Stored records:
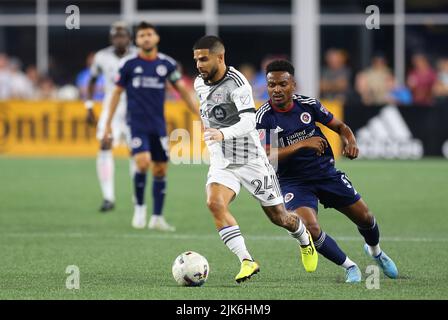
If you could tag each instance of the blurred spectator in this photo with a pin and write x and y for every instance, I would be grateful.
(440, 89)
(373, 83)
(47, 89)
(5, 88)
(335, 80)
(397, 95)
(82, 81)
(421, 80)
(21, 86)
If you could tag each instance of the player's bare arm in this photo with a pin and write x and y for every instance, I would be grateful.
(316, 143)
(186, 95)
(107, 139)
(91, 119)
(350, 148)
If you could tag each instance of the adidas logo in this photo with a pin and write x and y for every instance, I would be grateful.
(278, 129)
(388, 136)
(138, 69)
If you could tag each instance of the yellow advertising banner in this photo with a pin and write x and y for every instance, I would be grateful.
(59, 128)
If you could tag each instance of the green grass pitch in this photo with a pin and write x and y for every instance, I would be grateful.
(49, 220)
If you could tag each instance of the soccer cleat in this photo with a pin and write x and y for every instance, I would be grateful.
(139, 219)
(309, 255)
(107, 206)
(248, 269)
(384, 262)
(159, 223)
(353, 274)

* * *

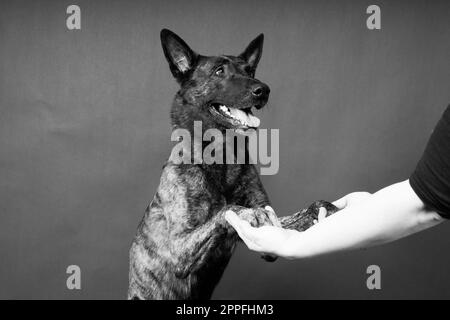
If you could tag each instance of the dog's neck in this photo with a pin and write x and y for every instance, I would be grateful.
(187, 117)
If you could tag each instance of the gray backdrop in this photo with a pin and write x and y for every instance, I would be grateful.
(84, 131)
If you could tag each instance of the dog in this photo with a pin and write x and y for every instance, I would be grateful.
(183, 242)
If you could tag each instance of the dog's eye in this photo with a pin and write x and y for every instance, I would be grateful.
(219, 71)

Task directions: Count the lines in the items above that contain the word "cleat", treating uppercase and lowercase as different, and give only that number.

The reply: 1